## What is required
Please transcribe, word for word, the portion of the nursing assessment text between "Expected Abnormalities in" and "to cognitive difficulties.", inclusive.

Segment Start: Selected text

Asymptomatic Bacteriuria (ABU): ABU is characterized by an infection in the urine but with no subjective data of a urinary tract infection such as dysuria or urinary frequency and urgency (Biggel et al., 2019). ABU refers to the isolation of bacteria in an appropriately collected urine specimen from a person without symptoms of urinary tract infection. ABU’s pertinent positive findings include urinalysis results revealing cloudy urine and a moderate amount of leukocytes with negative patient’s urinary symptoms. Besides, the patient has leukocytosis and lymphocytosis, which indicate presence of infection.

Expected Abnormalities in the Nursing Assessment

Patients with moderate AD are expected to portray abnormal findings in the neurologic and mental status exam. Expected findings on general examination include anxiety and restlessness, with the patient getting aggressive during the interview (Mukherjee et al., 2017). Cognitive impairment is expected with the patient portraying difficulties in reading, writing, and simple calculations secondary to cognitive difficulties.

Expected findings on neurologic exam include decreased attention and concentration levels, poor recent and remote memory, language difficulties, and declined executive function (Rodríguez et al., 2016). Expected finding in the mental status exam include an angry mood as a result of anxiety and confusion. Thought process is expected to be characterized by disorganizes thought and illogical thinking due to an altered thought process (Mukherjee et al., 2017). Thought content is likely to be marked by paranoia, visual or auditory hallucinations, and delusions. Mr. M might be disoriented to both place and time with a declined immediate, short, and long-term memory due to confusion (Rodríguez et al., 2016). Furthermore, the patient is expected to portray an impaired judgment marked by making poor decisions as well as lack of insight evidenced by denial of symptoms or decline in functioning.

Segment End: Selected text
Segment Start: Study material

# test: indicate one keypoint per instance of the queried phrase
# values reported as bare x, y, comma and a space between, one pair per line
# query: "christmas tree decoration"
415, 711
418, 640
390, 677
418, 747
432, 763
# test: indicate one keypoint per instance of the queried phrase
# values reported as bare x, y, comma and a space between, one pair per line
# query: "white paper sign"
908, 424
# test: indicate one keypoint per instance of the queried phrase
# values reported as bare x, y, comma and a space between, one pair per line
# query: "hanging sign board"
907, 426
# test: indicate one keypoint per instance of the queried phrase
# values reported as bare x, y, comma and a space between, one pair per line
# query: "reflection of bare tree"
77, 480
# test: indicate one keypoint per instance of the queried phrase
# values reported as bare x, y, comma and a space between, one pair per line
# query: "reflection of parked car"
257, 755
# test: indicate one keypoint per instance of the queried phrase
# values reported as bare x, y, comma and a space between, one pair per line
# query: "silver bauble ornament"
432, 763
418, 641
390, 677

Segment End: Study material

## Solution for this exercise
Expected Abnormalities in the Nursing Assessment

Patients with moderate AD are expected to portray abnormal findings in the neurologic and mental status exam. Expected findings on general examination include anxiety and restlessness, with the patient getting aggressive during the interview (Mukherjee et al., 2017). Cognitive impairment is expected with the patient portraying difficulties in reading, writing, and simple calculations secondary to cognitive difficulties.